__ASSIGNED TASK 1__: In the abstract on self-supervised grading of age-related macular degeneration, how many AREDS participants supplied the fundus images?
__ASSIGNED TASK 2__: Rewrite the paragraph beginning "We trained a deep neural network" from the abstract on self-supervised grading of age-related macular degeneration as a bulleted list that keeps its main facts.
__ASSIGNED TASK 3__: Write the next part of the abstract on self-supervised grading of age-related macular degeneration, starting after its final sentence.

__TEXT EXCERPT__:
Objective
Diseases such as age-related macular degeneration (AMD) are classified based on human rubrics that are prone to bias. Supervised neural networks trained using human-generated labels require labor-intensive annotations and are restricted to the specific trained tasks. Here, we trained a self-supervised deep learning network using unlabeled fundus images, enabling data-driven feature classification of AMD severity and discovery of ocular phenotypes.
Design
Development of a self-supervised training pipeline to enable grading of AMD severity using fundus photographs from the Age-Related Eye Disease Study (AREDS).
Subjects
100,848 human-graded fundus images from 4,757 AREDS participants between 55-80 years of age.
Methods
We trained a deep neural network with self-supervised Non-Parametric Instance Discrimination (NPID) using AREDS fundus images without labels, then evaluated its performance in grading AMD severity using 2-step, 4-step, and 9-step classification schemes using a supervised classifier. We compared balanced and unbalanced accuracies of NPID against supervised-trained networks and ophthalmologists, explored network behavior using hierarchical learning of image subsets and spherical k-means clustering of feature vectors, then searched for ocular features that can be identified without labels.

__RECORDS__:
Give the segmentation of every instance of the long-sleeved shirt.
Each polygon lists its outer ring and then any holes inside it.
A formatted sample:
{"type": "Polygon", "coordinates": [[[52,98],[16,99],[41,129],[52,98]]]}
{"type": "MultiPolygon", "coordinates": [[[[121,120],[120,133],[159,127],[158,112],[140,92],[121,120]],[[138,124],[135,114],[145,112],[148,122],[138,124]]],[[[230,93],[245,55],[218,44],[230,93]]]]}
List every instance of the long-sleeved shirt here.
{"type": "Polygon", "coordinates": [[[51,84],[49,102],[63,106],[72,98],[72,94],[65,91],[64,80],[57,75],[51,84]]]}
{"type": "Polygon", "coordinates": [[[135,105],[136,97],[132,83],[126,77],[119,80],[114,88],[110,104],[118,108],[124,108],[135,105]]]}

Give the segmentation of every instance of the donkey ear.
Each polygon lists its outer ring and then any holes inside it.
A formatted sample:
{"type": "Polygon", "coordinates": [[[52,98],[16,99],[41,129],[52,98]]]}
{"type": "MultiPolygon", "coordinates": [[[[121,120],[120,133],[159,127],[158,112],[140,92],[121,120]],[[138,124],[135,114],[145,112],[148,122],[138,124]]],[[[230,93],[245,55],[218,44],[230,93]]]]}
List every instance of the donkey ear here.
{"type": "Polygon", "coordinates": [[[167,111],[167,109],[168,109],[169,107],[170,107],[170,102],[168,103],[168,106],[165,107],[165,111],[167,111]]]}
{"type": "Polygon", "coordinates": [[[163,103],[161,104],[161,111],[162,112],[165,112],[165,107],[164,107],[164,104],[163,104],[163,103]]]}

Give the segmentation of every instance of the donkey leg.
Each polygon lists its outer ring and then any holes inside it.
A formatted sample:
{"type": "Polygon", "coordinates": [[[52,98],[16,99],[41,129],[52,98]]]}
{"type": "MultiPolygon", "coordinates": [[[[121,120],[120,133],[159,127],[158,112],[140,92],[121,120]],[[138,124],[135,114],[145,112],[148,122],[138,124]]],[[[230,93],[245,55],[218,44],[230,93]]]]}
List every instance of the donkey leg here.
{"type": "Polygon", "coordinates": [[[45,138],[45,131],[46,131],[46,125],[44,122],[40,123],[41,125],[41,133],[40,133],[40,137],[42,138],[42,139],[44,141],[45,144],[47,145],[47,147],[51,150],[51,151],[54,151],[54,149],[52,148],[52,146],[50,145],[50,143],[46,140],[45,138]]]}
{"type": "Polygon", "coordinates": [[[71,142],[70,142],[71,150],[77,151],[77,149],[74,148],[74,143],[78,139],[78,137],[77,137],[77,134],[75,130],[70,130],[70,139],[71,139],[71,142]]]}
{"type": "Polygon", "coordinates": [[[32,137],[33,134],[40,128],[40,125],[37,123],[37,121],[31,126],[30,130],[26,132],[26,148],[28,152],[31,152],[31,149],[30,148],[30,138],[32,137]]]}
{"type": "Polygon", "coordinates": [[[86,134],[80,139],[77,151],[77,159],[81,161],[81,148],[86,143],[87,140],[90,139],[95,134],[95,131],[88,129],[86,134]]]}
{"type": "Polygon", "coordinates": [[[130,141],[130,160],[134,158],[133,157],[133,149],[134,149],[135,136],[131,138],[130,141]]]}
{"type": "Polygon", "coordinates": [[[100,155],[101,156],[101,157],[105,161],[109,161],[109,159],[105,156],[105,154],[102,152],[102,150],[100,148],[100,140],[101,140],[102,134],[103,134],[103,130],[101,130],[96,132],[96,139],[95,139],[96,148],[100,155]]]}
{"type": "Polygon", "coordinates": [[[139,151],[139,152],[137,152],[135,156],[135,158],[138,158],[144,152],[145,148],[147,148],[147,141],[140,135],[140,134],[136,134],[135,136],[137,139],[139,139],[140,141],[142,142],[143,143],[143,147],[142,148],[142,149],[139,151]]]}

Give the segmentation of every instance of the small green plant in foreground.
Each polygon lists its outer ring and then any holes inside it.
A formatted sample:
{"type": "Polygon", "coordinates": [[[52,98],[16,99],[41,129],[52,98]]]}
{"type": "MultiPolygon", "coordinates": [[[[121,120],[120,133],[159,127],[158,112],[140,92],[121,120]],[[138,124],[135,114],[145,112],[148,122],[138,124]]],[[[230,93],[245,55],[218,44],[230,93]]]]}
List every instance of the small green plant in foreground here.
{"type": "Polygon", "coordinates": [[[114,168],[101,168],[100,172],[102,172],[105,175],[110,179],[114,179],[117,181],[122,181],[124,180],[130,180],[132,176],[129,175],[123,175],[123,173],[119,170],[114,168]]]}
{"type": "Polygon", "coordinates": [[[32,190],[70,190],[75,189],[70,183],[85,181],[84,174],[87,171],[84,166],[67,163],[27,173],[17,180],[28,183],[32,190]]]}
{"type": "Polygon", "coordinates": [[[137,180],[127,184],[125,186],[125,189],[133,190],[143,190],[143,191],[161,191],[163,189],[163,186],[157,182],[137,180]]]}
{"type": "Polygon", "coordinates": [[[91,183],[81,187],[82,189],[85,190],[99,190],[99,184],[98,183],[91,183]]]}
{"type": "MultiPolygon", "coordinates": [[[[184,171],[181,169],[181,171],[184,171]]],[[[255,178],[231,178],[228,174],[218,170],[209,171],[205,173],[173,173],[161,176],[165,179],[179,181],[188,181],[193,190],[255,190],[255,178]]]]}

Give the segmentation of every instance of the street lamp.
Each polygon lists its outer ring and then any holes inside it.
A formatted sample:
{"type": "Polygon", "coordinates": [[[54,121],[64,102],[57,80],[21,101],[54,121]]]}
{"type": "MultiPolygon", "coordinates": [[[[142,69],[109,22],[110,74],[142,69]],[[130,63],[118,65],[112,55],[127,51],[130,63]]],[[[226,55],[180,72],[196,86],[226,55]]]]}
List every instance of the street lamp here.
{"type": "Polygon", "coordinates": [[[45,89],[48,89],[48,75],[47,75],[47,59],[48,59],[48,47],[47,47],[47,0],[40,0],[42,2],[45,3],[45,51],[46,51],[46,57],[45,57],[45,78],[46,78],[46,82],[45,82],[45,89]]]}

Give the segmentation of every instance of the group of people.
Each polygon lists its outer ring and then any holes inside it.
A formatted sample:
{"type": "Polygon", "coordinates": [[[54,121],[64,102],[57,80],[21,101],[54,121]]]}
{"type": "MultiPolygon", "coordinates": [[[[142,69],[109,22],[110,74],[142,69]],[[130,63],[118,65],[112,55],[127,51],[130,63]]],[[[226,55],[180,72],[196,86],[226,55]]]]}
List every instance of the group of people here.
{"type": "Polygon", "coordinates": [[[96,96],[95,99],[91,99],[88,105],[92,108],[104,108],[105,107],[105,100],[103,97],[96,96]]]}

...

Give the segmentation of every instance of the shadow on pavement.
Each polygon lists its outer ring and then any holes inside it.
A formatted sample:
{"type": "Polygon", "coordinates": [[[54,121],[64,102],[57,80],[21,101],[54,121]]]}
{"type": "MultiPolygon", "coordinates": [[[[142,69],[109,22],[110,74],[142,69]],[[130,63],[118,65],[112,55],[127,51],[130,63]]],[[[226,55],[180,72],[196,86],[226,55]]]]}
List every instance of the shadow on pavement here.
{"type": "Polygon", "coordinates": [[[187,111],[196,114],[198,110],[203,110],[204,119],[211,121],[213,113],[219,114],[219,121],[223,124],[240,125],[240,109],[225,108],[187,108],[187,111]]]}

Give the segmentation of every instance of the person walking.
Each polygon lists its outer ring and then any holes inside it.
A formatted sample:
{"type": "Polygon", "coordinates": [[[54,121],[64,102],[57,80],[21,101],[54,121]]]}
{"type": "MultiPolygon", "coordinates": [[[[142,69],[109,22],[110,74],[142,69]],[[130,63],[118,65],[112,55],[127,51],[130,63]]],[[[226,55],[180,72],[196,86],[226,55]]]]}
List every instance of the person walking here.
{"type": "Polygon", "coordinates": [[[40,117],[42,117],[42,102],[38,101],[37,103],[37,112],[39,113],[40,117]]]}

__EXPECTED OUTPUT 1__: 4,757 participants

__EXPECTED OUTPUT 2__:
- A deep neural network was trained on unlabeled AREDS fundus images with self-supervised Non-Parametric Instance Discrimination (NPID).
- A supervised classifier evaluated its AMD severity grading under 2-step, 4-step, and 9-step classification schemes.
- The balanced and unbalanced accuracies of NPID were compared with those of supervised-trained networks and ophthalmologists.
- Network behavior was explored through hierarchical learning of image subsets and spherical k-means clustering of feature vectors.
- Ocular features that can be identified without labels were searched for.

__EXPECTED OUTPUT 3__:
Main Outcome Measures
Accuracy and kappa statistics
Results
NPID demonstrated versatility across different AMD classification schemes without re-training, and achieved balanced accuracies comparable to supervised-trained networks or human ophthalmologists in classifying advanced AMD (82\% vs. 81-92\% or 89\%), referable AMD (87\% vs. 90-92\% or 96\%), or on the 4-step AMD severity scale (65\% vs. 63-75\% or 67\%), despite never directly using these labels during self-supervised feature learning. Drusen area drove network predictions on the 4-step scale, while depigmentation and geographic atrophy (GA) areas correlated with advanced AMD classes. Self-supervised learning revealed grader-mislabeled images and susceptibility of some classes within the more granular 9-step AMD scale to misclassification by both ophthalmologists and neural networks. Importantly, self-supervised learning enabled data-driven discovery of AMD features such as GA and other ocular phenotypes of the choroid (e.g. tessellated or blonde fundi), vitreous (e.g. asteroid hyalosis), and lens (e.g. nuclear cataracts) that were not pre-defined by human labels.
Conclusions
Self-supervised learning enables AMD severity grading comparable to ophthalmologists and supervised networks, reveals biases of human-defined AMD classification systems, and allows unbiased, data-driven discovery of AMD and non-AMD ocular phenotypes.